- [本文抜粋]:

####

マトリックス:レザレクションズ 感想文 【観た人向け】
0:ふたりの人間が愛し合うということ
マトリックスの新作、レザレクションズを観た最初の感想は「これは、愛の物語なんじゃないか?」だった。
私は数年かけてシリーズを一通り見終わった程度には知っているが、「マトリックスシリーズの大ファンです!!」というわけではない。
その為、公式の設定について深い知見はない。
しかし、今回は観終わった後に感じた、この映画を「ラブストーリー」として感じるに至った道筋を文字に起こしてみたいとnoteを開いた。
1:繰り返されるデジャヴュと仮想世界
アンダーソンは、機械の見せる夢の中で、繰り返しデジャヴュに襲われる。前にもこんなことがあったような気がする。
デジャブ(既視感)とは、自分にとって未だ経験のない未知の出来事が、すでに経験した既知の認識であるように感じられてしまうという認識のあり方
だが、なぜそれが起きるのか。
マトリックスの物語上の説明では、機械が作った世界に起きるバグのようなものであるという。
しかし、メタ視点で見れば、あらゆる映画は繰り返し上映される。だけではなく、あらゆる物語は繰り返し語られる。
物語を類型に分けることは、神話など「物語」を研究する上での基本。
実際に、さまざまな物語に共通するパターンを見出し、類型化したAT分類という理論がある。
アンティ・アールネにより編纂され、スティス・トンプソンにより増補・改訂された。
音楽でもそうだ。コード進行やメロディにはルールやパターン、類型が存在する。
繰り返されながら、変化しているものが物語であり、歴史であり、音楽だ。
2:社会学者フェラロッティによるメディア論への反発
メディア論で有名なマクルーハンは「人間を拡張するものとしてのメディア」を賞賛し受け入れた。
それに対して、イタリアの社会学者フェラロッティは、自著の中で「人が、ホモ・サピエンス (知恵のある人) からホモ・センティエンス (瞬間に生きる人) あるいはホモ・ポスト・ヒストリクス (歴史を失った人) になった」と嘆いている。
彼はものすごい読書家だったので、テレビを歴史から断絶された、瞬間消費的で、断絶どころか歴史を葬り去るものだと感じていた。
彼が現代を生きていたらどう思うだろうか。
3:機械のミッションと人間のミッション
機械のミッションは、繁栄するためにエネルギー源として人間が人生で起きる感情を使う=人間を電池として使うこと。だった。
それは、言い換えれば、
「社会の成長(エネルギー=資本・消費)」を定常的に増大させ、拡大させていく試みであると言える。

####

- [提供された記録]:
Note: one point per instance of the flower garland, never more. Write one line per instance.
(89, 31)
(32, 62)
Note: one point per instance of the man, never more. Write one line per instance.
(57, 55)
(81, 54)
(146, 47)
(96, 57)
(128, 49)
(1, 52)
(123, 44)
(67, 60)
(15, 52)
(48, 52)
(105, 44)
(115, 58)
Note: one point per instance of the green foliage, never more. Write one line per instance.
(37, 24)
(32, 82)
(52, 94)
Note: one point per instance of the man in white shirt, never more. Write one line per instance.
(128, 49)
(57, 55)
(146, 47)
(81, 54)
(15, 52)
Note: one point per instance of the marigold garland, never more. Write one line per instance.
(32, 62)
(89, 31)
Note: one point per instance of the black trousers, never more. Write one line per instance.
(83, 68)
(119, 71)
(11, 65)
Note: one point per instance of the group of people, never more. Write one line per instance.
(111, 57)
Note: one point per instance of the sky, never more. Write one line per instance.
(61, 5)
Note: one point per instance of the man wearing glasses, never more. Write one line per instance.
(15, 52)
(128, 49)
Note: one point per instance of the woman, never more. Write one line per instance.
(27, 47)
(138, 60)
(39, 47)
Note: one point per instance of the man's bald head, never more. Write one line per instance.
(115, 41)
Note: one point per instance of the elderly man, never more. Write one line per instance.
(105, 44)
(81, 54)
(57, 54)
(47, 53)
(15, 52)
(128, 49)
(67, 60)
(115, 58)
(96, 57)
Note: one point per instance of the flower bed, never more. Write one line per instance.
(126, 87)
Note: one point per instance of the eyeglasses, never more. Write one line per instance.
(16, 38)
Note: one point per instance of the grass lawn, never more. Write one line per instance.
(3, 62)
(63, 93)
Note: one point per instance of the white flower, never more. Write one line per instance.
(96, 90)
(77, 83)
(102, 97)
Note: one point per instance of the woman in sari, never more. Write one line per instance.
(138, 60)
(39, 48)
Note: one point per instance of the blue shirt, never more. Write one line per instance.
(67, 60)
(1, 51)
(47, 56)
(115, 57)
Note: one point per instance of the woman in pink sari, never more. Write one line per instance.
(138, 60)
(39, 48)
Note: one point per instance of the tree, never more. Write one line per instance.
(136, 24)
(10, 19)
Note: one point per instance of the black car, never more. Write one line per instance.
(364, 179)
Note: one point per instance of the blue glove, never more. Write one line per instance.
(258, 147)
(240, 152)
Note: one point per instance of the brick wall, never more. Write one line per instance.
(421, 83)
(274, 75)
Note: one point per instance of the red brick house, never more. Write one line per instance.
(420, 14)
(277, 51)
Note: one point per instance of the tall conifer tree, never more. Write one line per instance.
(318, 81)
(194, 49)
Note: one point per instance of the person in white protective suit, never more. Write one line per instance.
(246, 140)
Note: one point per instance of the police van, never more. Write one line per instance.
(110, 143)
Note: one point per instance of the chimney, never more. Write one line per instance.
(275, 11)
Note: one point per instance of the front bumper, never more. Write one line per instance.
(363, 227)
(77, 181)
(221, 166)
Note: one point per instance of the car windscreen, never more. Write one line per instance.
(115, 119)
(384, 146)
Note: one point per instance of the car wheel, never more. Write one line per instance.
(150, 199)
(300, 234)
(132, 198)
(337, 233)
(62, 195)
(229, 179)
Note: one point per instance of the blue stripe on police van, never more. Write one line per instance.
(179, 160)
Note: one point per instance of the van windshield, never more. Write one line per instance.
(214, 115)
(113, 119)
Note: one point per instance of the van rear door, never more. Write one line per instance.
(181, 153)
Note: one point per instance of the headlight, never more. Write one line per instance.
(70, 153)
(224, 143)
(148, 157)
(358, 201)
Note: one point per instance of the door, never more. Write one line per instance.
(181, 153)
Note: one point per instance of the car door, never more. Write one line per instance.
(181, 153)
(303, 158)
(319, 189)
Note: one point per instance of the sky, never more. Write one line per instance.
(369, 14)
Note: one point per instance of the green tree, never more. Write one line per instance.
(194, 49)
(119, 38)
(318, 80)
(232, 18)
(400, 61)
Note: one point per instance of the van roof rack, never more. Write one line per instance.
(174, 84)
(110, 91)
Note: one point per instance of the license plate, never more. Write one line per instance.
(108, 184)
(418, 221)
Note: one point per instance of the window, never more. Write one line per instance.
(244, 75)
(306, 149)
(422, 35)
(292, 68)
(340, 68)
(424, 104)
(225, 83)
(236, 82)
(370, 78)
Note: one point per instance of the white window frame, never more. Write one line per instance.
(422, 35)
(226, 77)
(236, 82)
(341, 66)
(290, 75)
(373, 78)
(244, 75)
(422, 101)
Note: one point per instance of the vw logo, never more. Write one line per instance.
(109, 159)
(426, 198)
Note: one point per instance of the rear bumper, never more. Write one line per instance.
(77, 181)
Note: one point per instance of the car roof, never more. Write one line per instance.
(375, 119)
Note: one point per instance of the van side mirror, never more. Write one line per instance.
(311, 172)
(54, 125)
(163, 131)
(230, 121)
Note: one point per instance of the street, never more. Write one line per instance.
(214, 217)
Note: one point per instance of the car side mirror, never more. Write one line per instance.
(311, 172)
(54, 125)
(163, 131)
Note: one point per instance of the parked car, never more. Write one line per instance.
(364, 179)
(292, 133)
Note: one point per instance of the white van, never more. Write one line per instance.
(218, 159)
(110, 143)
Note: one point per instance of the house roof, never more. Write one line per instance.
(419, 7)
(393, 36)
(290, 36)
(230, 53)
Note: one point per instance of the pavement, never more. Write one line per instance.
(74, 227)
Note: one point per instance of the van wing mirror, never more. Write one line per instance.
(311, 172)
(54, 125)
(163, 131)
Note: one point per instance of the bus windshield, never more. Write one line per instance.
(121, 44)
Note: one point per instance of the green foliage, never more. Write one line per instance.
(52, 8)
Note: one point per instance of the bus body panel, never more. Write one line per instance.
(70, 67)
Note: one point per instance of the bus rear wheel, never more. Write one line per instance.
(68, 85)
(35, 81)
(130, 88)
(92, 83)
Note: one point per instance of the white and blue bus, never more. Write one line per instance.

####

- [出題内容 1]:
レザレクションズの感想文によると、AT分類を編纂したのは誰ですか。
- [出題内容 2]:
レザレクションズの感想文を、最後の文の後から書き継いでください。
記録は本文とは別の出典から取られています。

- [解答例 1]:
アンティ・アールネです。

- [解答例 2]:
4:フェイスブックとボットと自殺
アナリスト、と聞いた瞬間に「ケンブリッジアナリティカ」を連想したのは僕だけではないはずだ。
ケンブリッジ・アナリティカは、ドナルド・トランプの大統領選挙活動において、フェイスブックが収集した2.2億人の合衆国の心理的プロファイル=5000の分かれたデータ・セットに基づいて、マイクロターゲティングによる選挙活動=バイアスを強くする活動を通じて選挙戦を支援したとして批判の的になった会社だ。
人の行動や趣向、状態を元に分析し、テレビとは比べ物にならないレベルの操作をボットを通じて行うこともできる。
とはいえ、操作には限界があるよね。というのも言われているところで、結局アナリストは、人の欲求や不満や怒り、あるいはそれを呼び起こす情報を拡声器のように爆音で、パーソナルに届けることが可能。という一点で強い気もする。
5:消費され、利用されるマトリックス
本作は、キャットリクスのように、メタ視点で過去三部作を茶化しながら、裏でそっと悲しんでいるような趣がある。
例えば、「赤い錠剤」は、真実の世界をみるためのものだったはずが、女性嫌悪の集団にとって重要な象徴として利用された。
イヴァンカ・トランプは、億万長者のイーロン・マスクを引用して、自分は赤いピルを「飲んだ」と誇らしげにツイートしていた。
彼らには、青い錠剤が赤い錠剤に見えているのかもしれない。
なぜなら青い錠剤は、自分に都合の良い / 同質的な社会に適合するためのものだからだ。
6:BINARY - 自由意志か運命か。
作品内で繰り返し問いかけられる疑問
人間は自由意志を持っているのか?
ルネサンスの思想家 ピコ・デラ・ミランドラ『人間の尊厳について』における現代に通ずる人間観。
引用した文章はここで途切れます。